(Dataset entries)
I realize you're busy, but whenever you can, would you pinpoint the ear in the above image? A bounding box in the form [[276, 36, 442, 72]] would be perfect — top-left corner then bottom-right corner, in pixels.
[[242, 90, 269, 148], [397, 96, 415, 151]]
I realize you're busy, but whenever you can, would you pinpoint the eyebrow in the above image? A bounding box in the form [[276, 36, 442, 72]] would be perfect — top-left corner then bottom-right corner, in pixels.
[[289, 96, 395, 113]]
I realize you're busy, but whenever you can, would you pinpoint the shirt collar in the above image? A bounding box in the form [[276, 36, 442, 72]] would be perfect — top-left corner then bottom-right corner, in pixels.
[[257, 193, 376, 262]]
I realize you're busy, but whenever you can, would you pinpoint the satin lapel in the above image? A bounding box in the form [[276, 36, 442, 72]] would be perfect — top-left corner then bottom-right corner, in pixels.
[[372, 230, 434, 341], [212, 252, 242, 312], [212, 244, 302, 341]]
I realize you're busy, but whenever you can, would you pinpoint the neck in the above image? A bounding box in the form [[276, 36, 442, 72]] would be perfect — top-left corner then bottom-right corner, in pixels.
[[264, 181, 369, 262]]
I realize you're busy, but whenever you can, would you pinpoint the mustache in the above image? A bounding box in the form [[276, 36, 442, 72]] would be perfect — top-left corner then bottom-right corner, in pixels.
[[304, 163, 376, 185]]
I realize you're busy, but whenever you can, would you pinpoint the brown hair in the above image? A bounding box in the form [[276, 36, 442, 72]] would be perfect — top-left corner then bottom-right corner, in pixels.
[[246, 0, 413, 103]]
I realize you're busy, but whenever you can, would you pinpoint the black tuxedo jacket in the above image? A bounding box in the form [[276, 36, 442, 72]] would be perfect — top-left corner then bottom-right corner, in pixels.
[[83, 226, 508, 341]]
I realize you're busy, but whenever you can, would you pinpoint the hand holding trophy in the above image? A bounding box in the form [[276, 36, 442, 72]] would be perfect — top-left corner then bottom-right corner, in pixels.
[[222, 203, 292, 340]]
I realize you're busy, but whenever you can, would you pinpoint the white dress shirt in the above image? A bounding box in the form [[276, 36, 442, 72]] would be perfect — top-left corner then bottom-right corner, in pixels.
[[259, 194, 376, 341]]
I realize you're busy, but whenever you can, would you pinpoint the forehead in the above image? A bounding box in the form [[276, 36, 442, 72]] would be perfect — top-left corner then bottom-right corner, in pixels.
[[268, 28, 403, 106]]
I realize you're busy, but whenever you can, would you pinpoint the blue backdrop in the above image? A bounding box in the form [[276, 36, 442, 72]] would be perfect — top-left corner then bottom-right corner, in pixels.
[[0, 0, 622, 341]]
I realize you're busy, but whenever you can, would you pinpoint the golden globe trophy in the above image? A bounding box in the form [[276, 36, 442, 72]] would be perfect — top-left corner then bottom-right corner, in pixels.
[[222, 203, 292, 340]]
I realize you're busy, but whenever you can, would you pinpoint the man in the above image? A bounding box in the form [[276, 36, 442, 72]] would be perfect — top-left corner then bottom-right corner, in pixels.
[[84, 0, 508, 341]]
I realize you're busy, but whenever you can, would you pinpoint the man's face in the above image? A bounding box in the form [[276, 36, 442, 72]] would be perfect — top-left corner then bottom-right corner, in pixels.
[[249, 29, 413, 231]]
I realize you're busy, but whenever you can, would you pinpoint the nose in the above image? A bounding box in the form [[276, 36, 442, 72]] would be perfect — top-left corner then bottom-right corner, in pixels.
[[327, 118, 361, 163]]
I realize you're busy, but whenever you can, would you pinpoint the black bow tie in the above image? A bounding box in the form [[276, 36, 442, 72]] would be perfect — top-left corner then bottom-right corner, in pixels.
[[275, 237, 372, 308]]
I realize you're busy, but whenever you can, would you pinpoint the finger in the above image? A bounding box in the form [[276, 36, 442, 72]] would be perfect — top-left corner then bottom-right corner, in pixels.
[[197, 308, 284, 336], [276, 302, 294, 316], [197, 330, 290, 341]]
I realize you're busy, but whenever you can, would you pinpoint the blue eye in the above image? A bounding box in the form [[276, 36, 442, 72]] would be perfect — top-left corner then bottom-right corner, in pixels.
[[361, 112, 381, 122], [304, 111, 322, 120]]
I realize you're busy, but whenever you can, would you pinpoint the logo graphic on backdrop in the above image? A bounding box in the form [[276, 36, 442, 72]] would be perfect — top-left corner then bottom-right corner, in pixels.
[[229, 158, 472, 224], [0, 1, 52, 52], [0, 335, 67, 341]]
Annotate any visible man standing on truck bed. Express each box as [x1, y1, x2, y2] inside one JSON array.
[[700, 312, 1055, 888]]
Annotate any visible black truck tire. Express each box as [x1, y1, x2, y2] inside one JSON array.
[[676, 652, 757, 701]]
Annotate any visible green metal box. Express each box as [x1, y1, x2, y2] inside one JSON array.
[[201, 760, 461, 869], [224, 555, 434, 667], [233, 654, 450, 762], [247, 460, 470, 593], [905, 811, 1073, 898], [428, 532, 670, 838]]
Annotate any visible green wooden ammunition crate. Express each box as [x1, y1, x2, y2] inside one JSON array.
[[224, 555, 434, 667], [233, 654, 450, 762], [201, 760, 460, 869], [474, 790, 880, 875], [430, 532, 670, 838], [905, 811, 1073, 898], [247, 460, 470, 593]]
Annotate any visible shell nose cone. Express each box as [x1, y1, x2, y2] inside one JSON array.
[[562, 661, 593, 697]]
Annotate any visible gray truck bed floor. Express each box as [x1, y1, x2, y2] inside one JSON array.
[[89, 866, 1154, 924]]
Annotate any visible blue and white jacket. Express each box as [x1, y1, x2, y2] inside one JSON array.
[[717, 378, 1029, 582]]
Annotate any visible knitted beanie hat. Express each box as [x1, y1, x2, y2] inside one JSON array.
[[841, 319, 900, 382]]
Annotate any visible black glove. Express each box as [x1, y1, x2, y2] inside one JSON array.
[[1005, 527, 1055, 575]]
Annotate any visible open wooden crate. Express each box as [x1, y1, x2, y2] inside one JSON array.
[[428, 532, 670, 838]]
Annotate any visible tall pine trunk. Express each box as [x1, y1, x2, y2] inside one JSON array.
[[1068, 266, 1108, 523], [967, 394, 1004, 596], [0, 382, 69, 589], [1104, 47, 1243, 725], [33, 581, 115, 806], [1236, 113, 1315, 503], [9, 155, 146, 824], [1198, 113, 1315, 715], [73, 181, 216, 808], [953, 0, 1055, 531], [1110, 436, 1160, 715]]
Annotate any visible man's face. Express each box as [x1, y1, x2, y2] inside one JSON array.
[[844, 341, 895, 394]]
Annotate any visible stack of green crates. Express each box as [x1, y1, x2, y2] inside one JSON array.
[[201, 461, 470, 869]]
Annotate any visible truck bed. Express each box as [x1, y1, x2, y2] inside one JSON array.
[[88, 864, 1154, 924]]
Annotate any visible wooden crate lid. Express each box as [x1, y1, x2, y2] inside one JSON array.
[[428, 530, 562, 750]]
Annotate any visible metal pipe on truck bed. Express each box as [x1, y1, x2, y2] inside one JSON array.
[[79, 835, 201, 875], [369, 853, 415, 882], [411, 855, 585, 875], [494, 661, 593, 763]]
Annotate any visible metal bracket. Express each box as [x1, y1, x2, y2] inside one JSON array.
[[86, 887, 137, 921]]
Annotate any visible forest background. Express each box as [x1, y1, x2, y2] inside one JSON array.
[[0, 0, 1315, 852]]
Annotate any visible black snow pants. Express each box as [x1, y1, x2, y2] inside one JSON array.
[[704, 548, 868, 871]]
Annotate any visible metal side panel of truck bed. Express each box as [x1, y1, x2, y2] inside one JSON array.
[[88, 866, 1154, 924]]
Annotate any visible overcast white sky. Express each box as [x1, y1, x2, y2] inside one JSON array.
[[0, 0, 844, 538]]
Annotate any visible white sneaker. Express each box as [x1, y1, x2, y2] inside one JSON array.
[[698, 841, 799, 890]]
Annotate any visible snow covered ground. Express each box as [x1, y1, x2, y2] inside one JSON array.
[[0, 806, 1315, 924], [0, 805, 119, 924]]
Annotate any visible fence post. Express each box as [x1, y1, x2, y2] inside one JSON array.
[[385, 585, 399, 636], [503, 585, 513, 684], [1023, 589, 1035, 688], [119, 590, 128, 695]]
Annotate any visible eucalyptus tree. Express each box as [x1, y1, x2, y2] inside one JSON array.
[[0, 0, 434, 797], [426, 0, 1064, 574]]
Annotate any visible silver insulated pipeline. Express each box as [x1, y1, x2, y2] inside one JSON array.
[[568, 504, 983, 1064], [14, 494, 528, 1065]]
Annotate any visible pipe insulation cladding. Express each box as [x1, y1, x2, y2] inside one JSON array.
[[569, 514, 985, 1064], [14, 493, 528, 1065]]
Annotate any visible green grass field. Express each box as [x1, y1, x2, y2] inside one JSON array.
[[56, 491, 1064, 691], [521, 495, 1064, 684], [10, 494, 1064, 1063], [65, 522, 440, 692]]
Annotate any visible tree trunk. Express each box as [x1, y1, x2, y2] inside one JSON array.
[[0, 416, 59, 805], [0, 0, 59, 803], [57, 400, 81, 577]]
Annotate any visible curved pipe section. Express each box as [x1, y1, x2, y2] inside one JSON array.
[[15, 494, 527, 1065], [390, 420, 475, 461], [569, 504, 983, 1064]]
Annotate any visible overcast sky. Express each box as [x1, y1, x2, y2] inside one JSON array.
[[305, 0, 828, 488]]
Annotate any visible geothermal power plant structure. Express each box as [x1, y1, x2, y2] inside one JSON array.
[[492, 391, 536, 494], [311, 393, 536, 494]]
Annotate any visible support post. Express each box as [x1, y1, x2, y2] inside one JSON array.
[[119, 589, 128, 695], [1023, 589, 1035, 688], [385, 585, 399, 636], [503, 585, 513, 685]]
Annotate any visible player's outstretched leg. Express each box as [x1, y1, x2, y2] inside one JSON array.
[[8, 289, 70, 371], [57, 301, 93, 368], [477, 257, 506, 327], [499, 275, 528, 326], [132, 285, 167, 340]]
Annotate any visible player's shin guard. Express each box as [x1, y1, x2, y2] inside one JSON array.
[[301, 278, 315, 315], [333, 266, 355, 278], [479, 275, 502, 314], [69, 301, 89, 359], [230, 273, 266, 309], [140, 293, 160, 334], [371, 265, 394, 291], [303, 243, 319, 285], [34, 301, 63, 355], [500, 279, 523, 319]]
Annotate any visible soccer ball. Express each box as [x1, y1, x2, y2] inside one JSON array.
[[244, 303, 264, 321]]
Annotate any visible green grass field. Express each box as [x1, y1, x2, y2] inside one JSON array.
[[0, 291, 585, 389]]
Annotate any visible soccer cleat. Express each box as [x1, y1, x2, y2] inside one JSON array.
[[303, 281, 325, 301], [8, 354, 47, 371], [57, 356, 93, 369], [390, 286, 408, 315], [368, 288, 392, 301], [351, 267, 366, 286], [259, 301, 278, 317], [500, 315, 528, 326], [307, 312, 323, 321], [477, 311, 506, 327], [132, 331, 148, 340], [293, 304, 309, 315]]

→ Task instructions:
Can you put the lines from the one containing "pinpoint the man in" through the one containing "[[275, 237, 372, 308]]", both included, into a JSON list of strings with one string per line and any blank lines left out?

→ Task solution:
[
  "I realize you're busy, but whenever you can, would you pinpoint the man in the above image? A bounding box in the form [[276, 36, 442, 72]] would be perfect — top-left corner then bottom-right corner, in pixels.",
  "[[84, 0, 508, 341]]",
  "I realize you're busy, but whenever you can, would you pinpoint the man's face in the above image? A bounding box in the form [[276, 36, 442, 72]] would be perfect — top-left corner then bottom-right corner, in pixels.",
  "[[249, 29, 413, 231]]",
  "I realize you're busy, but whenever you can, would you pinpoint the nose in the above image? A bounding box in the form [[276, 36, 442, 72]] would be perfect — top-left corner then bottom-right corner, in pixels.",
  "[[327, 118, 361, 163]]",
  "I realize you're busy, but whenever you can, would you pinpoint the black bow tie in the above image? A bounding box in the form [[276, 36, 442, 72]] would be perfect — top-left corner then bottom-right corner, in pixels.",
  "[[275, 237, 372, 308]]"
]